Referring expression pointing data

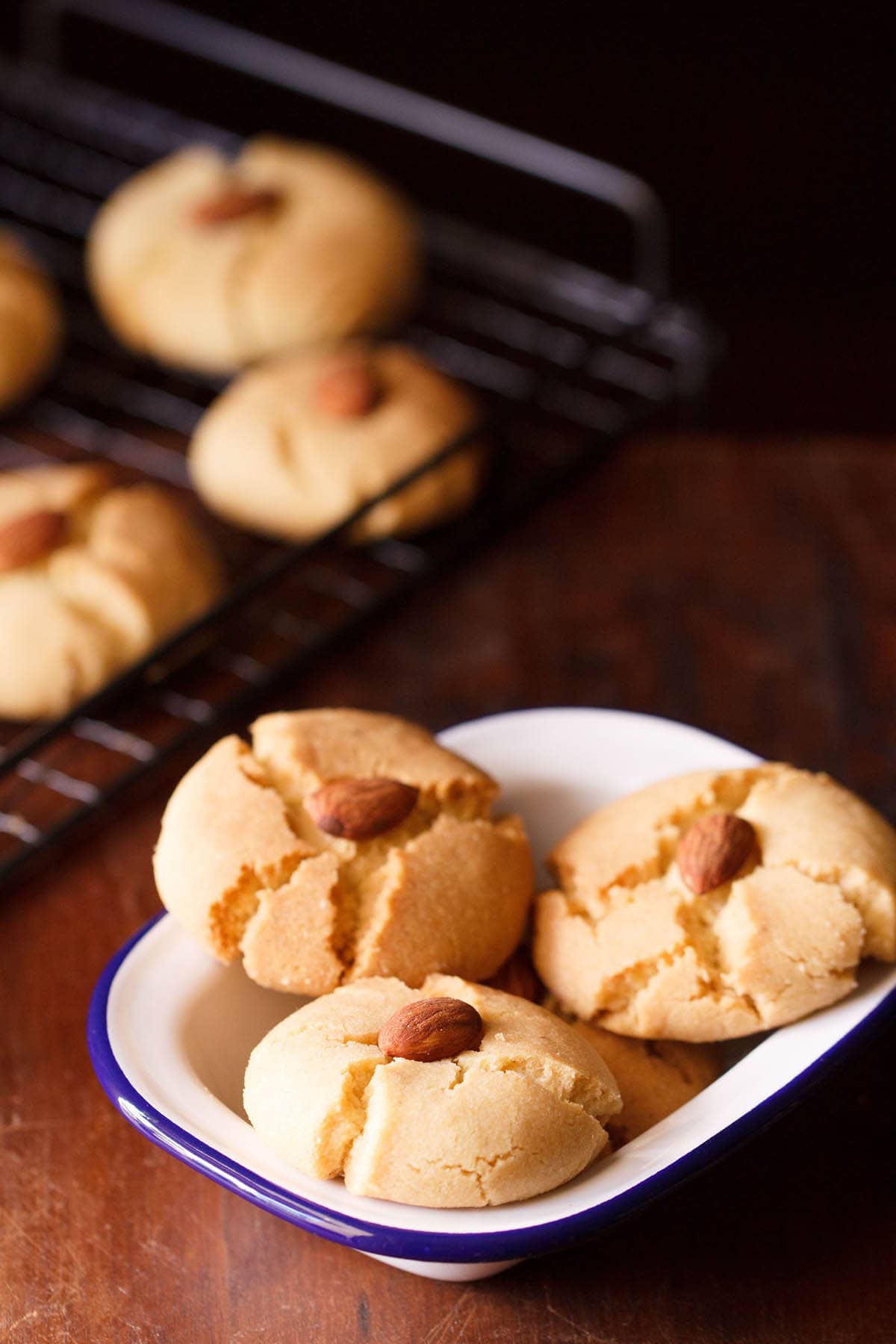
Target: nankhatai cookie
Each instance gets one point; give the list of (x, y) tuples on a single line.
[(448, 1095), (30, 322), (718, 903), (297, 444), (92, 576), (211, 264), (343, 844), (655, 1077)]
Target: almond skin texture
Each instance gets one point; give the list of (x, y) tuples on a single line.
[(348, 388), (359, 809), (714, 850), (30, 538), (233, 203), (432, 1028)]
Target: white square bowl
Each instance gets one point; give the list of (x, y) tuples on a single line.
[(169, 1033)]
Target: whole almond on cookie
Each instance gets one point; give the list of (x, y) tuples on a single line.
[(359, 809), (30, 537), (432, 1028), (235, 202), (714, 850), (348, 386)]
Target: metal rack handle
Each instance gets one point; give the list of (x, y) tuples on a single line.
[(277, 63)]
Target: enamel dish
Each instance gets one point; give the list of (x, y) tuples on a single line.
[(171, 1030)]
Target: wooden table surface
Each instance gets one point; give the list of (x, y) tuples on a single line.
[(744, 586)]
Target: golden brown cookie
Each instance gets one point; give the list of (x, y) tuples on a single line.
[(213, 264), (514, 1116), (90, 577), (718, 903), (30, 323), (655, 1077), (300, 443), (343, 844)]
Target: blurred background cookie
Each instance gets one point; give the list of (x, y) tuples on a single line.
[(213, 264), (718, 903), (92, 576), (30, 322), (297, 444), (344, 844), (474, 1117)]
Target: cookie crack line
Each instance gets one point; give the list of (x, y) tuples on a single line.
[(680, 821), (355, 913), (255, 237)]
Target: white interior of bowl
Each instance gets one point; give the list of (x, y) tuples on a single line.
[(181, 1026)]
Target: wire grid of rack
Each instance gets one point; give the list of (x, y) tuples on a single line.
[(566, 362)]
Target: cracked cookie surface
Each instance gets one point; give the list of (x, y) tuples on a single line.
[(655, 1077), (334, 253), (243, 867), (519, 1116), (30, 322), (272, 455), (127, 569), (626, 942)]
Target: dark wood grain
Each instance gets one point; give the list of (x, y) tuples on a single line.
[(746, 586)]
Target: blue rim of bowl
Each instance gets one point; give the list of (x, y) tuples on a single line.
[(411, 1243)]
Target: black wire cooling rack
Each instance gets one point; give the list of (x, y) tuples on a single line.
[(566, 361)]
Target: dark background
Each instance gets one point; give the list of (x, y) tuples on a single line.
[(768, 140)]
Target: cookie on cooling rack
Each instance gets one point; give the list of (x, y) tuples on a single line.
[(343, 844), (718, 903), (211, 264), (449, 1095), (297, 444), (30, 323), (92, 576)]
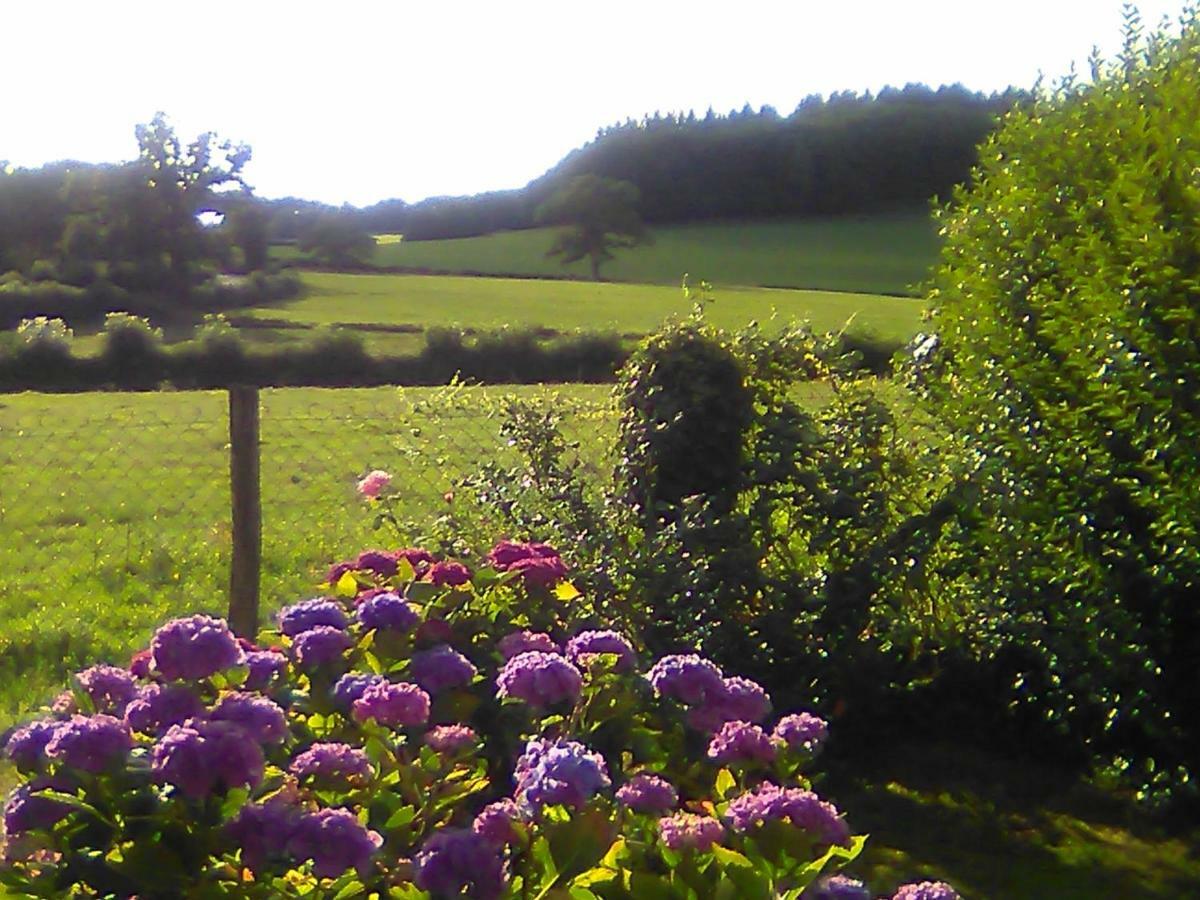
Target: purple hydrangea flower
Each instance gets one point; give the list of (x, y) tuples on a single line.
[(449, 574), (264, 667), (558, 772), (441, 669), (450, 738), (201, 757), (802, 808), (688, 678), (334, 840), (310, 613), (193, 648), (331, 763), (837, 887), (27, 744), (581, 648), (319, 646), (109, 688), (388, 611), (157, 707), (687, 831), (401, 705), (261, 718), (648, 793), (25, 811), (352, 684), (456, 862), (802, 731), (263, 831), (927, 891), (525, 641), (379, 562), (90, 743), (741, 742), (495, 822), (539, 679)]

--

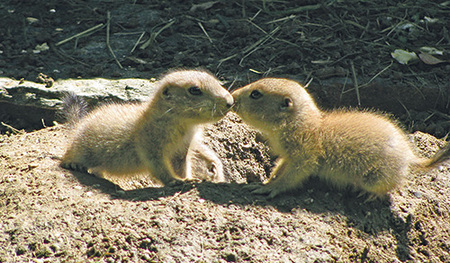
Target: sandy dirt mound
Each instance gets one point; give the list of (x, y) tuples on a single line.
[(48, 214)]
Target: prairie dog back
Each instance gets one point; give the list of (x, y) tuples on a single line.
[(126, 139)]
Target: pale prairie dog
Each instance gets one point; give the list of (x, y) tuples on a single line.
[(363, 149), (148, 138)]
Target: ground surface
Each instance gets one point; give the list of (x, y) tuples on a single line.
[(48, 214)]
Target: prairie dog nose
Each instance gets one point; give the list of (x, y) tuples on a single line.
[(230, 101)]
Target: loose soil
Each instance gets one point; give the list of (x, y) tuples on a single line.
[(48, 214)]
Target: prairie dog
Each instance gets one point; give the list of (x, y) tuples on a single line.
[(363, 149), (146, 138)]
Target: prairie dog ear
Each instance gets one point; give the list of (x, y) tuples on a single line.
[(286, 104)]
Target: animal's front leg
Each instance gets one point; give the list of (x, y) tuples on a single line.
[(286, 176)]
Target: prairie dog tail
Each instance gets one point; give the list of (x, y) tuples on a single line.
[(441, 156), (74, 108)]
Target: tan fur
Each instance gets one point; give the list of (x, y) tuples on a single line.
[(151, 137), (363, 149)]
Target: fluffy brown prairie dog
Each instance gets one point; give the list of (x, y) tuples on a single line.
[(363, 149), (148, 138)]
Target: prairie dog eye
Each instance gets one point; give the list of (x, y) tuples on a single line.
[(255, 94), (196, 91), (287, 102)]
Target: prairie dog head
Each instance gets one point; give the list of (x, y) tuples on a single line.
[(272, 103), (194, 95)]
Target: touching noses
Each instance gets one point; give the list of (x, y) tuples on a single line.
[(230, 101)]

--

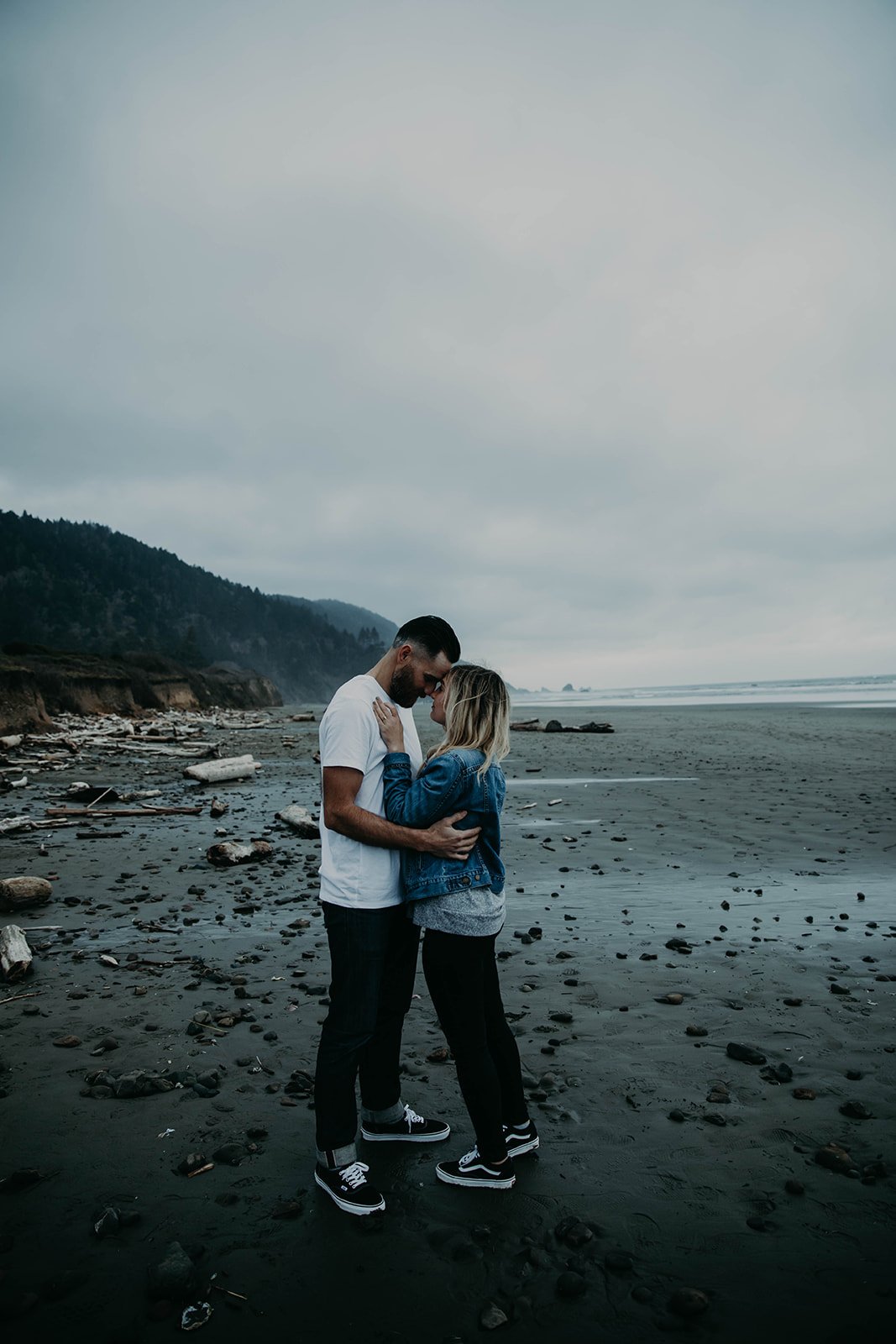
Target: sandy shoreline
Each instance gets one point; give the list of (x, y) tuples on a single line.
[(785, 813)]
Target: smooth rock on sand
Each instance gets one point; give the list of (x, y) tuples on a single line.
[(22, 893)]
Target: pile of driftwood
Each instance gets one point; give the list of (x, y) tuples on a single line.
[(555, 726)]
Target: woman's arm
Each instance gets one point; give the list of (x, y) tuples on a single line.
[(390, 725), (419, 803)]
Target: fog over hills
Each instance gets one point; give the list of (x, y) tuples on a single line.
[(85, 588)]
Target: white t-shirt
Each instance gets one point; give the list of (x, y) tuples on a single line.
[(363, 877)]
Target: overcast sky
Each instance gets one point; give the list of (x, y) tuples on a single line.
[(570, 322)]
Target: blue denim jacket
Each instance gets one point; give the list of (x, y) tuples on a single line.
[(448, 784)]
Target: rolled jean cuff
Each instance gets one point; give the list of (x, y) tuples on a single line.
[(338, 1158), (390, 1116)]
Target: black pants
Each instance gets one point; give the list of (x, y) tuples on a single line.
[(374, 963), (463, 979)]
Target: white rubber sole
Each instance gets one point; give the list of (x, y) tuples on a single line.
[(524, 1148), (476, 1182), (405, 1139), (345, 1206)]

The problem => Your task for the entries above: copy exactly the span starting with the line with "Target: black pants" and going on through the line with "Target: white rubber sole", both lines included, and nothing else.

Result =>
Target: black pants
Each instance gets one point; give the list of (x, y) tuples on a single line.
[(374, 963), (463, 979)]
Target: white rubber sole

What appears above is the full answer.